CHALLENGE A:
Condense the paragraph beginning "You may have a difficult time" in the vertical garden house text below into a single shorter sentence that keeps its main facts.

SUPPLIED TEXT:
------------------------------------

Friday, December 23, 2011

vertical garden house

You may have a difficult time believing your eyes, but what looks like a public garden in the above photograph is, in fact, four-story vertical home in Tokyo.



Designed by architect Ryue Nishizawa, this house, and the fact that it's a house at all, kind of boggles the mind. As Roberto Zancan, who wrote about it for domus, explains:
With no true facade, all that emerges in the anonymous front are the from bottom to top: the living room and kitchen on the ground floor, followed by the first bedroom on the floor above, moving on to a bathroom, then to a second bedroom, and finally to the roof-terrace, where a tiny room is located, used either as a guest room or extra storage. No interior walls divide the surface area into "rooms". Only full-height windows and curtains form the separation between the interior and the amenities placed in the exterior: a bathroom and laundry room, along with benches and planters functioning as parapets. Other inventions on these curious terraces include design features such as an oval-shaped "meeting room" created by enclosing a table with a curtain. The feeling of living in a hanging garden is emphasised by a thin layer of soil spread out on the floor of the upper room and by the continuous transition between inside and out.

------------------------------------

DATA RECORDS:
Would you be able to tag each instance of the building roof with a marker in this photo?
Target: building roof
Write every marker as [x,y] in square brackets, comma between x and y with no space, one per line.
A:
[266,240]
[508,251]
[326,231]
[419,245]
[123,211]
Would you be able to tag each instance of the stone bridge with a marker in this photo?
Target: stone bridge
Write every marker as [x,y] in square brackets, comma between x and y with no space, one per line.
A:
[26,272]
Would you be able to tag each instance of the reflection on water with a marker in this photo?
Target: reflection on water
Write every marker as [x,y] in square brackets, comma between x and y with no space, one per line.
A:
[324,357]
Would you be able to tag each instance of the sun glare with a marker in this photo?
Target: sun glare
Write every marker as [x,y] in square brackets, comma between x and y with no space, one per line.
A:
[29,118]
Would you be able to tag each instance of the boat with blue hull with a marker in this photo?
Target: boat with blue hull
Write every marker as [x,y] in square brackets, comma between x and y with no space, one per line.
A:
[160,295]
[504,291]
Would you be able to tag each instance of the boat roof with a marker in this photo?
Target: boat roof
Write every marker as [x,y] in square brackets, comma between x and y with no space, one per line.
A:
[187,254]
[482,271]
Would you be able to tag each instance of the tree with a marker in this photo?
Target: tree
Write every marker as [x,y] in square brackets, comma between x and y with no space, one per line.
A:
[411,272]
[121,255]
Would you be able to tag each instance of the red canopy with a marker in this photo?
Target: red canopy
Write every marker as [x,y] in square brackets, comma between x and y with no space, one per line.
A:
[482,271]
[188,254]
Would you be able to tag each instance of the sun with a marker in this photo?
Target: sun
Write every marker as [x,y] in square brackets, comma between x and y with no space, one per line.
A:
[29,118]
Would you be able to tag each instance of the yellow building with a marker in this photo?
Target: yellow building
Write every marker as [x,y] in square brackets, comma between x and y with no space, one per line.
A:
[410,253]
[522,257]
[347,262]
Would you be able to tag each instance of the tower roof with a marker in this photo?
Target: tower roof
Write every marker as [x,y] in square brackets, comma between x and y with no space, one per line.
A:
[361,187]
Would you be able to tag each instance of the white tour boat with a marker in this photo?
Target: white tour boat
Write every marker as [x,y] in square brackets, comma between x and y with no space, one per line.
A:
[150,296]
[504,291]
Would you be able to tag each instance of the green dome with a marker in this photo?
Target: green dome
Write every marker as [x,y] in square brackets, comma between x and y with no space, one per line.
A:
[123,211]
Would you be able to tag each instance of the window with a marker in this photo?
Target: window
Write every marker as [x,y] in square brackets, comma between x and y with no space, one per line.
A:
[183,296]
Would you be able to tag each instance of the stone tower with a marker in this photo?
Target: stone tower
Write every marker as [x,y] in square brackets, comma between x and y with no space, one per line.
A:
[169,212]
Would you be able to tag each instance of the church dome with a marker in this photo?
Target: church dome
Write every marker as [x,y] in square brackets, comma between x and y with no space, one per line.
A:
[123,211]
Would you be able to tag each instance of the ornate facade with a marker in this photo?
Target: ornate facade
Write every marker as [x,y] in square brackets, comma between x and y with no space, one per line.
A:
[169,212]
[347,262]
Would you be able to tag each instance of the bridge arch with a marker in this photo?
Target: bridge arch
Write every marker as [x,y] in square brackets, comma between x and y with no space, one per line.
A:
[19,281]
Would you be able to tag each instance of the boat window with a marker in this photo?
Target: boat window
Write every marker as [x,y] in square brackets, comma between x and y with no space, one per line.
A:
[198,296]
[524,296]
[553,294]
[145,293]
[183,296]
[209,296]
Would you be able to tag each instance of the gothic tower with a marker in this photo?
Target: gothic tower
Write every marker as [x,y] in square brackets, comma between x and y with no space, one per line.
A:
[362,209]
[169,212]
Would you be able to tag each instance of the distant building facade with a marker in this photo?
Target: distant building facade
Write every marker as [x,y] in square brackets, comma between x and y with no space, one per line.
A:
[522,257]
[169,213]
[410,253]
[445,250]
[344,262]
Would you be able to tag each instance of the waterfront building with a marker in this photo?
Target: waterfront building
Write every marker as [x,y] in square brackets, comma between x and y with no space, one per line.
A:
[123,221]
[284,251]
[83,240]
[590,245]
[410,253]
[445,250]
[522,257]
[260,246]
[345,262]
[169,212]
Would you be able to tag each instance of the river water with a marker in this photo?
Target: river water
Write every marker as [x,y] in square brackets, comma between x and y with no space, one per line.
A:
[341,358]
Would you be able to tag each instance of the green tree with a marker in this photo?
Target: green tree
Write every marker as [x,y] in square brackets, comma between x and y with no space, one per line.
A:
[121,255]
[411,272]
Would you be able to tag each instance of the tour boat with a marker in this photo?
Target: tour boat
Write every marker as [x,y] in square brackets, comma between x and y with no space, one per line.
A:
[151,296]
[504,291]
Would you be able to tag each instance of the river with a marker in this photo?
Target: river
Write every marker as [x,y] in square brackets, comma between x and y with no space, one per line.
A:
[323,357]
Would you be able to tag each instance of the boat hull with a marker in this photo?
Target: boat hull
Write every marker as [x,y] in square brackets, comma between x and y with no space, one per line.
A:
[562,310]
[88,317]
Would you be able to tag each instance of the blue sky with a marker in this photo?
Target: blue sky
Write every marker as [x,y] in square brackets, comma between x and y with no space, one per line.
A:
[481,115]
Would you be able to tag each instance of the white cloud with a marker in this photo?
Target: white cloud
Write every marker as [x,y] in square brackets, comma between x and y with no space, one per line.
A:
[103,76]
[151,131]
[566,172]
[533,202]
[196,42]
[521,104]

------------------------------------

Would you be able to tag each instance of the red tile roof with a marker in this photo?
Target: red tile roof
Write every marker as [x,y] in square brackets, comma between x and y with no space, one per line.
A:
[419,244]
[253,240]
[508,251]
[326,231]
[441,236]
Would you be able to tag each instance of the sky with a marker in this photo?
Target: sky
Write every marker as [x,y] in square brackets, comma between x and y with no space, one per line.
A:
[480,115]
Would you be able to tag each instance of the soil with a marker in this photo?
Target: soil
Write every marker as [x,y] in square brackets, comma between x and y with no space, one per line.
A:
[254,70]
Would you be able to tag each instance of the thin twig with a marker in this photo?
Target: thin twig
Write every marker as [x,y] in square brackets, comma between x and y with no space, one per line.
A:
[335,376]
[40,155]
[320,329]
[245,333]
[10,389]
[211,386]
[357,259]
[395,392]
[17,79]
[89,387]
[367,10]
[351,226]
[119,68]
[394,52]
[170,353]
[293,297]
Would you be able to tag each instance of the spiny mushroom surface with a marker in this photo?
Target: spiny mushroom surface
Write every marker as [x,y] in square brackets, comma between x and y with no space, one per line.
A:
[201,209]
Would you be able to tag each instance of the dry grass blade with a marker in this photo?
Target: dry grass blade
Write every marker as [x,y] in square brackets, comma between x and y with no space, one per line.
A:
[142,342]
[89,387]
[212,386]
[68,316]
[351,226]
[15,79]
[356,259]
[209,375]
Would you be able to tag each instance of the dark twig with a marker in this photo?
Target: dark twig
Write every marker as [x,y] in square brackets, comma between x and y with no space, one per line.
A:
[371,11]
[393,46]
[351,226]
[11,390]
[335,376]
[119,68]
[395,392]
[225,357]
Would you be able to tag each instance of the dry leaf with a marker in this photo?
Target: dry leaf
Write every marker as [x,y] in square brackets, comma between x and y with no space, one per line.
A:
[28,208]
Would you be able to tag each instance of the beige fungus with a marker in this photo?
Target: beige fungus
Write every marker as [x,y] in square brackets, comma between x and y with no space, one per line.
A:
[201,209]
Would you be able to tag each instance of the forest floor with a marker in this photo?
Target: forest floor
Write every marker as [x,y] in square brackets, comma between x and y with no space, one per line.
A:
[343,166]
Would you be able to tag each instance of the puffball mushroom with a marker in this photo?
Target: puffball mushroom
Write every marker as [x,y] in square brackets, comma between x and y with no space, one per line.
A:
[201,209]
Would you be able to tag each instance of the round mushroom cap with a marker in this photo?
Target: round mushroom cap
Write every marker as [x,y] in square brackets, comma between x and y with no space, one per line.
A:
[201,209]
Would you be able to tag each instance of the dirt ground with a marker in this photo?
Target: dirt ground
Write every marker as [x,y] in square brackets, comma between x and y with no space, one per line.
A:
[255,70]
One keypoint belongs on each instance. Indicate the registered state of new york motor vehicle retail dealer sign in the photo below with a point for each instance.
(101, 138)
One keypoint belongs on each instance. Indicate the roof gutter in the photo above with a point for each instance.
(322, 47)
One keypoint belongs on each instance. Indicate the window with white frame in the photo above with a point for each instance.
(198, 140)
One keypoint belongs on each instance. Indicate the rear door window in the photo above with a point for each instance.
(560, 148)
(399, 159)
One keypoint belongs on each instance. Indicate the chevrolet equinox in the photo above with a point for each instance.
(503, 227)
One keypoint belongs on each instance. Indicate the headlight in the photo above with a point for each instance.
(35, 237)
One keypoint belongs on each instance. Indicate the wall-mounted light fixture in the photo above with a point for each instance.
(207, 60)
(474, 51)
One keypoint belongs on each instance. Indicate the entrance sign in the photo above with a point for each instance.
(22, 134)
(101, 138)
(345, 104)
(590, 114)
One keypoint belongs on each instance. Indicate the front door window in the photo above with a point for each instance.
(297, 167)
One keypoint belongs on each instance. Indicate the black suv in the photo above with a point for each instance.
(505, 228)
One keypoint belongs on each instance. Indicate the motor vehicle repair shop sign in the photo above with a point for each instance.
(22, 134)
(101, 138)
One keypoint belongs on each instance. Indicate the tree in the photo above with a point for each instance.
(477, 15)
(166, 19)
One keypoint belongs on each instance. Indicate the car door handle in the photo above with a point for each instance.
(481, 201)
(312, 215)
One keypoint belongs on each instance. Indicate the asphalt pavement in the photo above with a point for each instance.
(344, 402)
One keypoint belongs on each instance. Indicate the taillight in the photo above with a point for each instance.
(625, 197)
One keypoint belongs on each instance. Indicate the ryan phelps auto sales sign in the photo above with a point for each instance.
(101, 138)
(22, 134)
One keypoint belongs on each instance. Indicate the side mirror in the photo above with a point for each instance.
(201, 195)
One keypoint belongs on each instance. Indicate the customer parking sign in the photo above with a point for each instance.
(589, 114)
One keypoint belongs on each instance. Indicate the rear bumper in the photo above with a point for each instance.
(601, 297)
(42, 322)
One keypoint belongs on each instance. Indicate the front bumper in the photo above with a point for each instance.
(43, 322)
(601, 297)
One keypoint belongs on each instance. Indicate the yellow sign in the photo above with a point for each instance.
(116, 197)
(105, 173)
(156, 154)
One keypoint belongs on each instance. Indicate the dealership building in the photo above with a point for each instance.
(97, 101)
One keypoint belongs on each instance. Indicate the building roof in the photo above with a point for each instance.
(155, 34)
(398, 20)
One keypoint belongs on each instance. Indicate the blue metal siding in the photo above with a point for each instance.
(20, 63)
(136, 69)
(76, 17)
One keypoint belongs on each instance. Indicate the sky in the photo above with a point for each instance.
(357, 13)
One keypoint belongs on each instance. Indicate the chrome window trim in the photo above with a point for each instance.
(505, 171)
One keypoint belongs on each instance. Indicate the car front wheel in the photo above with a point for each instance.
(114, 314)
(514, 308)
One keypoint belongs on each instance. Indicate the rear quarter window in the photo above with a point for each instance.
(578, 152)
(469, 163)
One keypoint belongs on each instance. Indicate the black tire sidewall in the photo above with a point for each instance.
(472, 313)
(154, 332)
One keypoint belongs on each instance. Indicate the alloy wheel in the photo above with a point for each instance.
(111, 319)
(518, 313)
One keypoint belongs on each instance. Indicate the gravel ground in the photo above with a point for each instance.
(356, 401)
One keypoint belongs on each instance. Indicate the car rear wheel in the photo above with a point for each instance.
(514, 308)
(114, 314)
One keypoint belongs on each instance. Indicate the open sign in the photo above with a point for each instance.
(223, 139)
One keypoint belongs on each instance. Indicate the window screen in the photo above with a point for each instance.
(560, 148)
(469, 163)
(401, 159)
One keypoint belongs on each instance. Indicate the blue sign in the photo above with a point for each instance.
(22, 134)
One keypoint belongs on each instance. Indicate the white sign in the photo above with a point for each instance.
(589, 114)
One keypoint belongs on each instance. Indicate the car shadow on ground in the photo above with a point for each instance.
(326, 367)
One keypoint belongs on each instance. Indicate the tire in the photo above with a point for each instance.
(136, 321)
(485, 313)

------------------------------------

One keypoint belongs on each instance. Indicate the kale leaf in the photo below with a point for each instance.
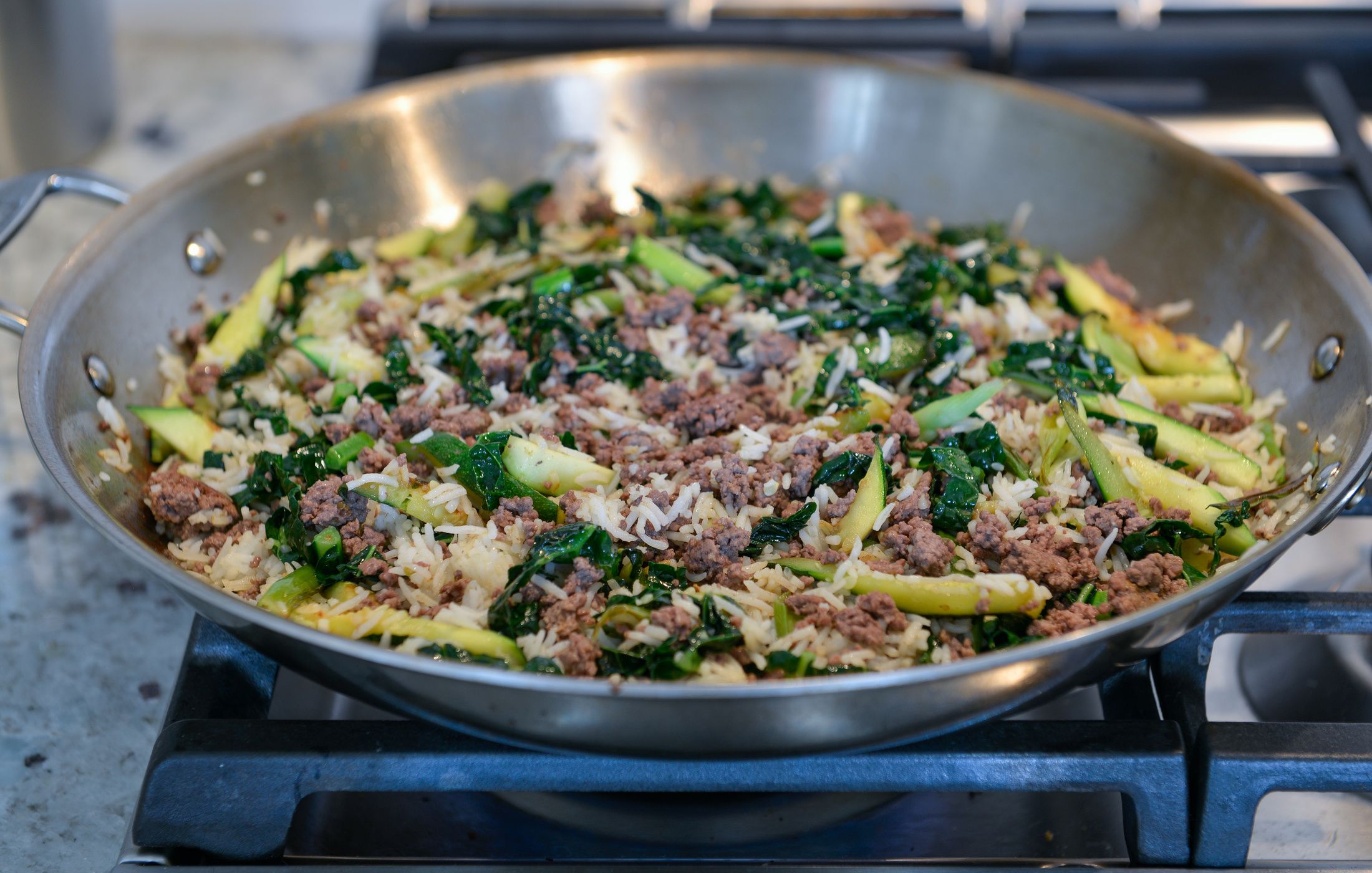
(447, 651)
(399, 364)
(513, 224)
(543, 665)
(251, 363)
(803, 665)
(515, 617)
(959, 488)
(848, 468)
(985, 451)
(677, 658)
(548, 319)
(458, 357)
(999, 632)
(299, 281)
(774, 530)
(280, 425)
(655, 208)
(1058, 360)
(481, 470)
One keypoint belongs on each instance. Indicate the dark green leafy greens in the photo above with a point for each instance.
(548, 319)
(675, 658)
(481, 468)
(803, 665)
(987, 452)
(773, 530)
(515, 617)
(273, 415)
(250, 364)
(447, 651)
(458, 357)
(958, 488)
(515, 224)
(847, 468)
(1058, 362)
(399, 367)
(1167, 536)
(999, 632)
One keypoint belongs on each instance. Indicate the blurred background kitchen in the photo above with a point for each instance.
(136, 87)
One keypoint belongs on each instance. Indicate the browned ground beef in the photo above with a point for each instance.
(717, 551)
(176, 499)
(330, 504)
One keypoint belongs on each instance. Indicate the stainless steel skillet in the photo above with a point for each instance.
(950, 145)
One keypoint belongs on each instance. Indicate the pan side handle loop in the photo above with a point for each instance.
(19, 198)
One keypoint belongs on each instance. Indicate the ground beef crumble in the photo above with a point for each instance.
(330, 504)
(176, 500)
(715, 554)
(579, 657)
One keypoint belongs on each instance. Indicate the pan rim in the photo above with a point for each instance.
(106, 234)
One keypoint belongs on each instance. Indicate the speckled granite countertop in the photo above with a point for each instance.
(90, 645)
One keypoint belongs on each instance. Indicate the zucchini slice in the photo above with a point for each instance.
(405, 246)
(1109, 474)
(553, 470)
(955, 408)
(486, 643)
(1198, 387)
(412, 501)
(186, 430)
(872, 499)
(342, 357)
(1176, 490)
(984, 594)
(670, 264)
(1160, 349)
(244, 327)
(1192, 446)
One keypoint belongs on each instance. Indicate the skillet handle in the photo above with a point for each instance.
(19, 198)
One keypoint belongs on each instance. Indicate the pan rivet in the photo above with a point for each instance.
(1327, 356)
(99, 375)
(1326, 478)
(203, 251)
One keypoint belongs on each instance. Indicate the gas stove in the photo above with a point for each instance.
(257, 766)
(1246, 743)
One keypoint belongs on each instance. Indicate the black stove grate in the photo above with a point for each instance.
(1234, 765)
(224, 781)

------------------------------------

CHALLENGE B:
Please rewrite the entries starting with the line containing "One keypoint belongs on each instance. Indicate the browned" and going on through the line containing "(1246, 743)", replacing "skillet" with "frying pan" and leaving everything else unchanged.

TASK RESULT A:
What looks like a public garden in the photograph is actually a four-story vertical home in Tokyo.

TASK RESULT B:
One keypoint belongs on each instance. Indicate the browned ground beef in the photo above with a point for each instance.
(717, 551)
(176, 499)
(330, 504)
One keypoint belongs on each instance. Indicate the stainless steel frying pan in the photo above with a point for each instance.
(950, 145)
One keypoint belongs on each instance. Indicate the pan side handle loop in the photo above with a point for each instance.
(19, 198)
One keypoint belongs on each instance. Indicate the ground beef crumble in the photo above with a point for each instance.
(330, 504)
(176, 500)
(715, 554)
(579, 657)
One keypoint belongs on each instance. Indicate the pan rim in the photo above with a point for each instance.
(106, 234)
One keypoint belongs on each instance. Indicate the speckled granite countertop in the photo above with a point for each instance.
(90, 645)
One keypoint belongs on each instance. Indicate the zucchini slice in the photo above with a point for each instance.
(405, 246)
(1109, 474)
(553, 470)
(955, 408)
(486, 643)
(1198, 387)
(412, 501)
(186, 430)
(872, 499)
(342, 357)
(1176, 490)
(984, 594)
(670, 264)
(1160, 349)
(244, 327)
(1192, 446)
One keypoint belongs on each instance. Indicate the frying pan handle in the photo above with a point for each instance.
(19, 198)
One keypoint belongs on each instance. Indicate the pan rivet in the photo above with a point for each instance.
(1327, 356)
(99, 375)
(1326, 478)
(203, 251)
One keypoint belongs on each instance. Indicate the gas stove in the photo above with a point for each instance.
(257, 766)
(1246, 743)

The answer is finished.